*EXERCISE SET*
1/ Please transcribe the cigar thread word for word between "I'd never smoke" and "by Drew Estates.", inclusive.
2/ Extend the cigar thread, picking up right after its final line.

*PROVIDED PASSAGE*

I'd never smoke another Gurkha in my life. It's hard to believe that one company putting out so many bad cigars. If you go to any of the auction sites, you'll find an ample number of Gurkha's getting dump for short money. I believe there's a reason for that, and that reason is no one wants to buy these stix. I'm also not a fan of infused brands or flavored cigars. I don't consider them to be real cigar smoking, and they are notoriously bad. But, there is a big market for them. Those are another example of cigars getting dumped on the auction sites and they always have some really big markdowns. See Acid and other flavored cigars by Drew Estates.


----------



## Jasonx250z (Apr 11, 2013)

yeah it mighty suspicious that there dumping loads of the 125th limited addition for about 15 to 17 dollars a stick on the devils site i think there a lll hype and fancy label i have a few when it gets warmer ill see how they smoke i had a 15 year seller reserve and thought it was complete crap sorry if I'm jumping in on your convo but i do agree


----------



## Jasonx250z (Apr 11, 2013)

*EXTRACTED RECORDS*
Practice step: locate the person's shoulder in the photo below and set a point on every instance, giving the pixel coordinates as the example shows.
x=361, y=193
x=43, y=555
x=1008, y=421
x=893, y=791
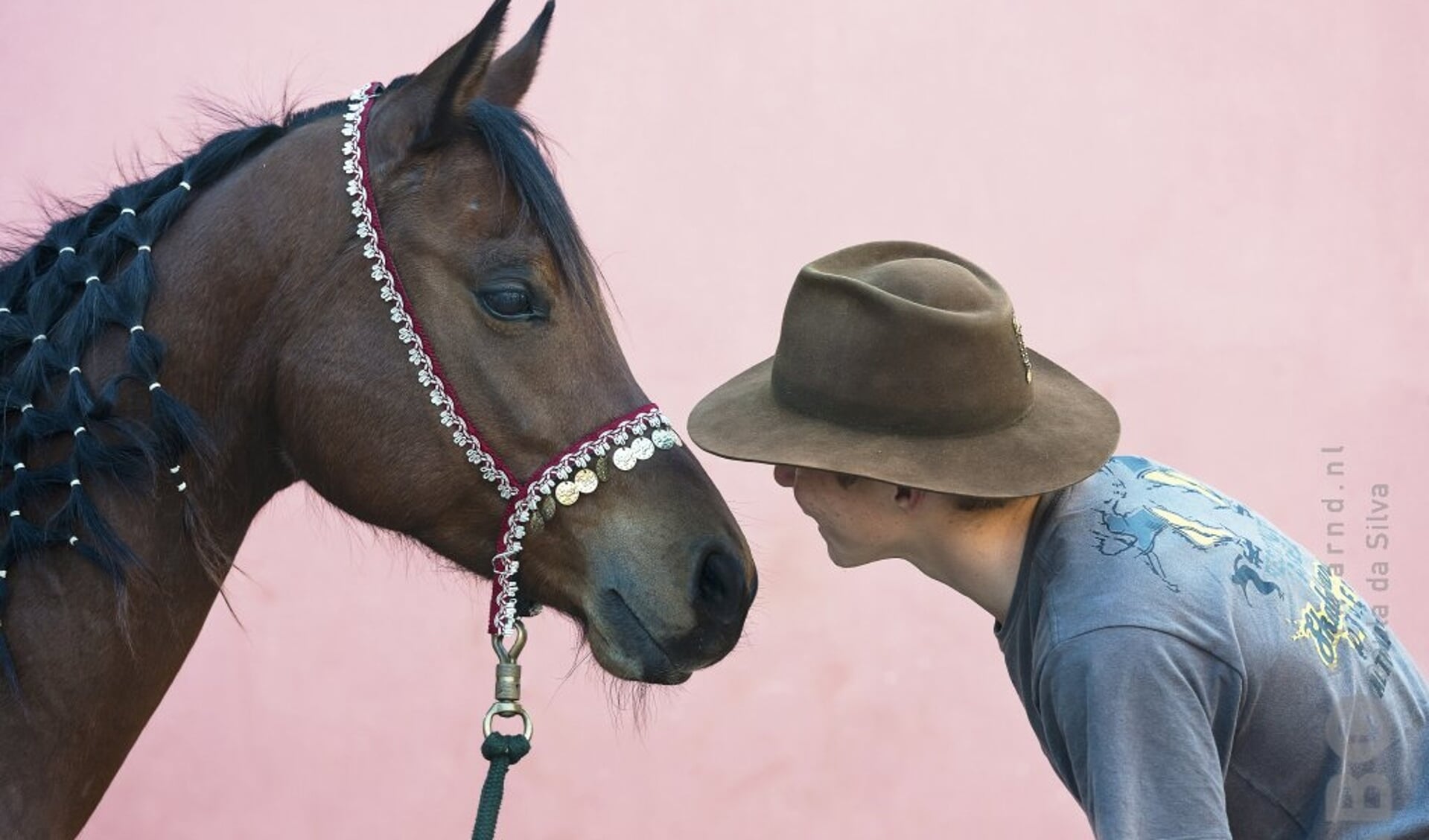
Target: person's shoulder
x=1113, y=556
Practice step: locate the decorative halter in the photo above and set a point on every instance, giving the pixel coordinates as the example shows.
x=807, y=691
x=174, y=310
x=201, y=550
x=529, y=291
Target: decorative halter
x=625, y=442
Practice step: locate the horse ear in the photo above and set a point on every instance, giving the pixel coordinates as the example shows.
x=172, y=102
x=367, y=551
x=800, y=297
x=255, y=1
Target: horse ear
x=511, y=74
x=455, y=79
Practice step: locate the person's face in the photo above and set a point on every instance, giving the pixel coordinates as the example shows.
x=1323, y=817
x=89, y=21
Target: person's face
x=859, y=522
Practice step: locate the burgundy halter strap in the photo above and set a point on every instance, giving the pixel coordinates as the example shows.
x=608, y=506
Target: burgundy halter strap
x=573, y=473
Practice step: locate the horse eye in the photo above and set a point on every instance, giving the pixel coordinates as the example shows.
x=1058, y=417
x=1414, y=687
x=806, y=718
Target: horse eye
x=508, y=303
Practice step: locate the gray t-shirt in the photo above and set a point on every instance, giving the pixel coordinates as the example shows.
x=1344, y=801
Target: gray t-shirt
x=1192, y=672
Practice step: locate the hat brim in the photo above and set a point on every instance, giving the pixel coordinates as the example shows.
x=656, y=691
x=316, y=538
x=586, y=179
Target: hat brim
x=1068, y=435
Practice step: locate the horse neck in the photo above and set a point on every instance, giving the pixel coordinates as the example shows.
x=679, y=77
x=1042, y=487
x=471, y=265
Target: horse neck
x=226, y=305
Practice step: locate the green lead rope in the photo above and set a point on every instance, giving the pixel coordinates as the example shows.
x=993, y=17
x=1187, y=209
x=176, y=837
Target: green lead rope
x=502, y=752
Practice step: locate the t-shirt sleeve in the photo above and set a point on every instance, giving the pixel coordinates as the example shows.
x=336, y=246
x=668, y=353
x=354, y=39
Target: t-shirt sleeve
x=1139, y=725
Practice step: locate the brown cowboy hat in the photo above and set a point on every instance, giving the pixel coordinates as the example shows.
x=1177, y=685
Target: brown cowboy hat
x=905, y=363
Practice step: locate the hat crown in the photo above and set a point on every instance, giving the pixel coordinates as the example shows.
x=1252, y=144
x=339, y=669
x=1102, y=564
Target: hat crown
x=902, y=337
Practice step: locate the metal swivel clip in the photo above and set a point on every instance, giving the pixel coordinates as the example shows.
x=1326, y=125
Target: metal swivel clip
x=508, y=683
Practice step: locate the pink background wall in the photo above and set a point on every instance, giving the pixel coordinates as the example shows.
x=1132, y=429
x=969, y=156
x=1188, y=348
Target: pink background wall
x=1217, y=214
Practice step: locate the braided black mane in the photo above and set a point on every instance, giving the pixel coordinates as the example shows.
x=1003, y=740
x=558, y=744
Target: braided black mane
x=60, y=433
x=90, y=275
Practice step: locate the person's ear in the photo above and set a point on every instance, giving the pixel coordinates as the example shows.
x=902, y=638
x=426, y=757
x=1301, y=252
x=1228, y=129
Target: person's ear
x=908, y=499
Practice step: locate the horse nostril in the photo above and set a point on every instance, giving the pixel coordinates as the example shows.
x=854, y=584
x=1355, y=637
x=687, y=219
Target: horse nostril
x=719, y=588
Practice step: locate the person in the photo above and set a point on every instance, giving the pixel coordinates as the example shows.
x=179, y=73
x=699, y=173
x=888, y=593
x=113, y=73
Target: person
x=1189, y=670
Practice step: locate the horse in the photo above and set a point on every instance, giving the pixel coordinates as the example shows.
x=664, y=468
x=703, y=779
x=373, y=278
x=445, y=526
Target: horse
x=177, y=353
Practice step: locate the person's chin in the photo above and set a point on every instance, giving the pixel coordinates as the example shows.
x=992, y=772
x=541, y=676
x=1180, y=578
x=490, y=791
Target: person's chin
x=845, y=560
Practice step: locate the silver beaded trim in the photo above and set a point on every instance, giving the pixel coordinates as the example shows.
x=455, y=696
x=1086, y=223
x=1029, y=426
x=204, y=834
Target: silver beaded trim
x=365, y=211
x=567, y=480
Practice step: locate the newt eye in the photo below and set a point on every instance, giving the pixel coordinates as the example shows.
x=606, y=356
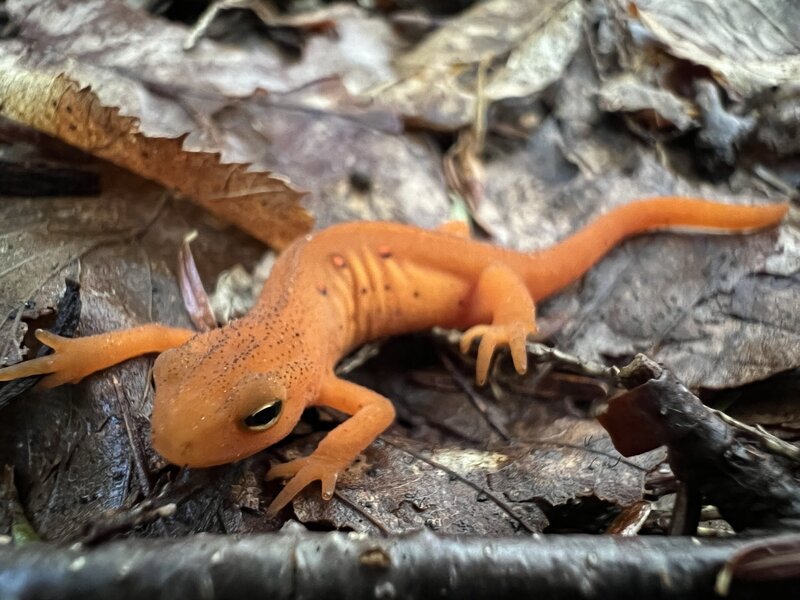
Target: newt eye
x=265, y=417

*TASK ANSWERS*
1/
I'd never smoke another Gurkha in my life. It's hard to believe that one company putting out so many bad cigars. If you go to any of the auction sites, you'll find an ample number of Gurkha's getting dump for short money. I believe there's a reason for that, and that reason is no one wants to buy these stix. I'm also not a fan of infused brands or flavored cigars. I don't consider them to be real cigar smoking, and they are notoriously bad. But, there is a big market for them. Those are another example of cigars getting dumped on the auction sites and they always have some really big markdowns. See Acid and other flavored cigars by Drew Estates.

2/
huskers said:


> Actually....back in high school, I found a cigar that I could possibly smoke right now.
> 
> The Chocolate Swisher Sweet Robustos.
> 
> ...


lordy those bring back memories hahah yes they were indeed good i kinda miss them in a way none of my friends liked them

ooh what about the honey dutch master lol


----------



## cigarshopper (Dec 12, 2013)

Case in point about the dumping of Gurkha cigars. Special Offers | Tex Cigars


----------



## cigarshopper (Dec 12, 2013)

We used to smoke these when we'd stand in front of a variety store and beg people to buy us beer in 7th and 8th grade. We were very bad kids. And smoking Swisher Sweets confirms it!


----------



## cigarshopper (Dec 12, 2013)

" I can't jump on the Gurkha bandwagon because I never tried one." Don't jump on that Gurkha Bandwagon, you'll be the better man for it!


----------



## cigarshopper (Dec 12, 2013)

This is a prime example of what some of us have been writing about in regard to Gurkha. Special Offers | Tex Cigars And, if someone tries to get you to smoke one, you should reply in this fashion, "Stop jerkin' my Gurkhan!"


----------



## cigarshopper (Dec 12, 2013)

Jerren said:


> Whatever the cause of the hype is, its working on me lol. I'm not going to run out and buy a box or anything but I am very curious.


 They have 12 Step groups for those who succumb to the Gurkha Hype. There's nothing to be ashamed of in attending one. One day at a time BOTL, one day at a time.


----------



## Jasonx250z (Apr 11, 2013)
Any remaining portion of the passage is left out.